== 原文 ==

尾張・古渡城界隈
08.5.22


江戸時代、名古屋の古渡り地区は尾張・城下町の南の端であった。

古渡は室町時代に織田信秀(信長の父)が尾張の東南を固めるために古渡城を

築城したのが始まりで、今日は古渡より大須までの本町通り界隈を歩いて見た。


地下鉄名城線の東別院駅を降りると、其処が橘町で山王通りが走る城下町の南端、通りを

西へ進むと名古屋テレビの先に真宗大谷派・東別院がある。 更に、その先の交差点には

昔、古渡りの大木戸あり、宮の宿(熱田)の旅籠や「宮の渡し」よりの旅人は検めを受けた所だ。




東別院三門

東別院は立派な真新しい三門で昭和43年に再建されたものだが、

元は1702年、一如上人が尾張二代目藩主・徳川光友より小田信秀の古渡城跡地、

一万坪の寄進を受け建立したが、昭和20年の空襲で消失してしまった。

徳川光友は寺社奉行制度や評定所を設置し、制度の制定に勤める一方、茶道や書にも優れた

と言われ、その後、俳人の横井也有などの文人が育っている。



本堂

本堂は昭和34年に門徒の尽力で再建された。 本堂両側に青銅製の

大灯篭を構えた堂々たるもので、流石に大信徒を抱えているだけに肯ける。




本堂内部

中を覗くと、内部は金色に飾られていた。 僧侶から”どうぞ”と声が掛かる。

法話がなされていたが、とっさの事にお断りをしてしまう。 こちらには興味がないでもなかったが・・

やはり、真宗は熱心なところがある。 こんな所が信者を増やす強みなのであろう。

== 作業内容 ==
#1 原文の「本堂は昭和34年に門徒の尽力で再建された。」という一文を英語に訳してください。
#2 原文を日本語の二文で要約する。
データはこの作業では使わない。

== 提供データ ==
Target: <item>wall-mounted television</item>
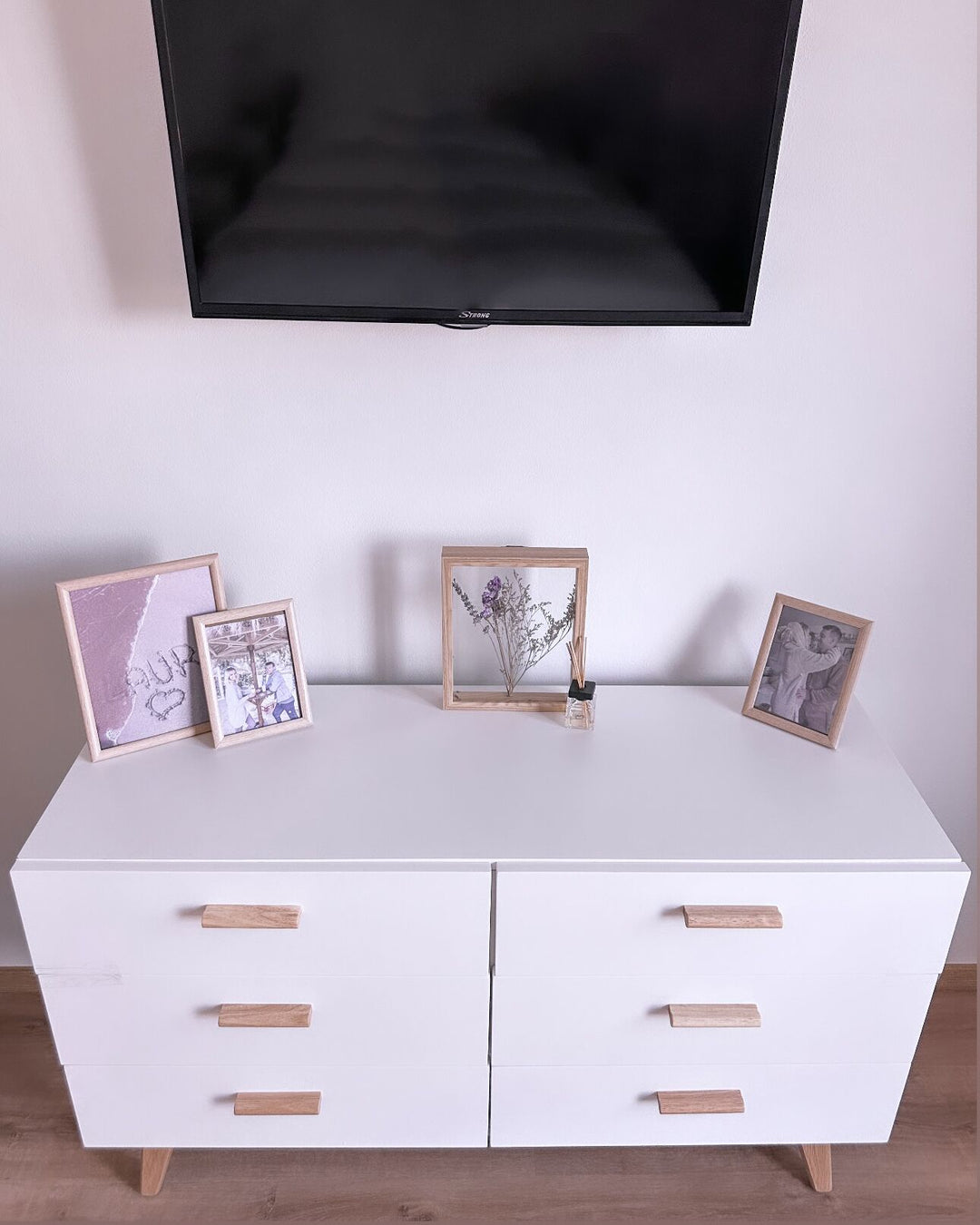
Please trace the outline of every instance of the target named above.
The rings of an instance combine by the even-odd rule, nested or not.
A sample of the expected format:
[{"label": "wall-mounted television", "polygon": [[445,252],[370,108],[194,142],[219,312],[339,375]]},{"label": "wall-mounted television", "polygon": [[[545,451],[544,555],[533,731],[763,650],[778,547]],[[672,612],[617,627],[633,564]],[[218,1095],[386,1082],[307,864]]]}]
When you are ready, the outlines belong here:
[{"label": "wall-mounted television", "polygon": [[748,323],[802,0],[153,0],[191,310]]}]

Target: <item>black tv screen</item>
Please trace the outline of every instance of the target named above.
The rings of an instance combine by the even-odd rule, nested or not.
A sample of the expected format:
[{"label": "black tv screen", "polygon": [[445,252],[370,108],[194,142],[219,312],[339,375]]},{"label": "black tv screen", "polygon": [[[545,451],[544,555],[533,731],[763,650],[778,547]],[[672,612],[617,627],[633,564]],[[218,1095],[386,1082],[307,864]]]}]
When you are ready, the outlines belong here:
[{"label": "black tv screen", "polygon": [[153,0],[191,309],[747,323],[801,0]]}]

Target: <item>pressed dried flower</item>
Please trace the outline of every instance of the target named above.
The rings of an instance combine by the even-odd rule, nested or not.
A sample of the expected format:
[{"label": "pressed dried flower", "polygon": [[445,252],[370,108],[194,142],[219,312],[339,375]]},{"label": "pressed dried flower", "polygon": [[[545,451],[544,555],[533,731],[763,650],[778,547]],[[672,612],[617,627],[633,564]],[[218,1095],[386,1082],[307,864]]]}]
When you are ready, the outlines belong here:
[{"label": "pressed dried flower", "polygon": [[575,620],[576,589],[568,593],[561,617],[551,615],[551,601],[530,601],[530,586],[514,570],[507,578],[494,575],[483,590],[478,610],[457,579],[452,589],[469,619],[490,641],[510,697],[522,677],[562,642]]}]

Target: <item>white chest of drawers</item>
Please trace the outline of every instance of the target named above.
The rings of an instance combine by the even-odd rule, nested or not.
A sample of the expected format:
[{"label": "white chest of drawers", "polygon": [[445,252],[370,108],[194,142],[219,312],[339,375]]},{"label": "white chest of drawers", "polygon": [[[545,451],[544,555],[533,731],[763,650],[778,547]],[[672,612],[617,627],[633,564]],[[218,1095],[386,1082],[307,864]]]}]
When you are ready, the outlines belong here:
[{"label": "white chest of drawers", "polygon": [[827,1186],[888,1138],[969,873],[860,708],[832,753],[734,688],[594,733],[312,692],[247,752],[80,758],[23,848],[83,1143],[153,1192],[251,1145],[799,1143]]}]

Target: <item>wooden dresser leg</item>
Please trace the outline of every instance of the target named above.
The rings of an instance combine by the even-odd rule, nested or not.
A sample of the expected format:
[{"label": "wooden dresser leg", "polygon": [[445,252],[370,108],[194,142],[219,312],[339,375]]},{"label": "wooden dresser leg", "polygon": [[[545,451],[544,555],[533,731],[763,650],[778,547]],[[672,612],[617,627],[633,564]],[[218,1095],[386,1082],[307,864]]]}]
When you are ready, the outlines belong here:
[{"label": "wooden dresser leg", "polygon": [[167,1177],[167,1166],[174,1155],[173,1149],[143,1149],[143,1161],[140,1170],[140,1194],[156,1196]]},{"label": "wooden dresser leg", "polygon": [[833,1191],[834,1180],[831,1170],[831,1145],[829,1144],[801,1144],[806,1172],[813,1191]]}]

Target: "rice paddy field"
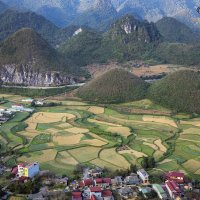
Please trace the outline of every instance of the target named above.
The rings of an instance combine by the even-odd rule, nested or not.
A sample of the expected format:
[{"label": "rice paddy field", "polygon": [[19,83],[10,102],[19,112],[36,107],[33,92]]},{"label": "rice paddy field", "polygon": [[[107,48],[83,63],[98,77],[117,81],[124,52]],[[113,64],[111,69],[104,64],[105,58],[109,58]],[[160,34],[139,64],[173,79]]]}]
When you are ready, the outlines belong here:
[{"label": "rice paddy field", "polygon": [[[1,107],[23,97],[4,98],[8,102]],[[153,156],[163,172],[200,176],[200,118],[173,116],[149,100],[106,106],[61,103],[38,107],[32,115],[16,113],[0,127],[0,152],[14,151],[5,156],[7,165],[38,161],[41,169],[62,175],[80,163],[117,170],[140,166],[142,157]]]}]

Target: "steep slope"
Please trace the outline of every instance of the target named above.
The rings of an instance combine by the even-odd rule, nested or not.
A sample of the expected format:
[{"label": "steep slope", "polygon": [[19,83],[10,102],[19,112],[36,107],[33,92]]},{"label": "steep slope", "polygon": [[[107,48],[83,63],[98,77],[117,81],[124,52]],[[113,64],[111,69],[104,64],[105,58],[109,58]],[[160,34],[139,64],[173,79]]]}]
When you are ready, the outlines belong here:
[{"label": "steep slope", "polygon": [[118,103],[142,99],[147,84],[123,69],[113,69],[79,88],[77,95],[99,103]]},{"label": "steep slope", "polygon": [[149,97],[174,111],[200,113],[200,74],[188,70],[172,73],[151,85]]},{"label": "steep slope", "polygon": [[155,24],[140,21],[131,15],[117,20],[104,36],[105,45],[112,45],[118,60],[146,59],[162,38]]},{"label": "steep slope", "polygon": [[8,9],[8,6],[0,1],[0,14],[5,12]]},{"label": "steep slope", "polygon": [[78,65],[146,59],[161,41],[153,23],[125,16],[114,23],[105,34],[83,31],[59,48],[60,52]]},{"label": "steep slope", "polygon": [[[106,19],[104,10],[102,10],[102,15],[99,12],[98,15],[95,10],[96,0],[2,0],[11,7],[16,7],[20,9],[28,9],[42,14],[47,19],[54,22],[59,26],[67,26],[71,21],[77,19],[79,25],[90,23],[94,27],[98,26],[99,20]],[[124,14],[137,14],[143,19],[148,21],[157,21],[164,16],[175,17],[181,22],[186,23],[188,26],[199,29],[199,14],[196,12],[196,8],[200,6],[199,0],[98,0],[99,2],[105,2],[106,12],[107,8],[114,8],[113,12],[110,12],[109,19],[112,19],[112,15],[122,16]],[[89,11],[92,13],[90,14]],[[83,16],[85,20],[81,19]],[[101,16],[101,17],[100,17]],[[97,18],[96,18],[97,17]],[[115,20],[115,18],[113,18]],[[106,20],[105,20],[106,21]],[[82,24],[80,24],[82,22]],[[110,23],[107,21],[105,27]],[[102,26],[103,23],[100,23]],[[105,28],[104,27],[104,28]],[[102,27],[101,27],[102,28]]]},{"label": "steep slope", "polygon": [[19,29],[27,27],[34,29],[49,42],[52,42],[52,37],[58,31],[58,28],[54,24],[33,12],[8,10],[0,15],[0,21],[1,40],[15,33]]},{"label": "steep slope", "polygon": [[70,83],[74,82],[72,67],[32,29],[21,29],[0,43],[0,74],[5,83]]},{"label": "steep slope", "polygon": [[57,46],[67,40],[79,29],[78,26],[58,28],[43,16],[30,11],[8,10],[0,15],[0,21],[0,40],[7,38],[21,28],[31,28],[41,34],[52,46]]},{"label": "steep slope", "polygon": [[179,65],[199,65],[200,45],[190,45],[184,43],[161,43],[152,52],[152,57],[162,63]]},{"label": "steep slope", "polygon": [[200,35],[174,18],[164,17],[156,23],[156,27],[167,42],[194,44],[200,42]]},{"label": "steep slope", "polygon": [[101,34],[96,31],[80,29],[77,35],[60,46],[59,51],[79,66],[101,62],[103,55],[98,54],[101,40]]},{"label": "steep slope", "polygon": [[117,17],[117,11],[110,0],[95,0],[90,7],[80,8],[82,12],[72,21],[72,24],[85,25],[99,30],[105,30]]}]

== 各作業の答え ==
#1 The main hall was rebuilt in the 34th year of Showa through the efforts of the temple's followers.

#2 筆者は、室町時代に織田信秀が築いた古渡城に始まる名古屋の古渡地区から大須までの本町通り界隈を歩き、真宗大谷派の東別院を訪ねた。東別院は古渡城跡地に建立されたが昭和20年の空襲で失われ、本堂は昭和34年、三門は昭和43年に再建されており、本堂内部は金色に飾られていた。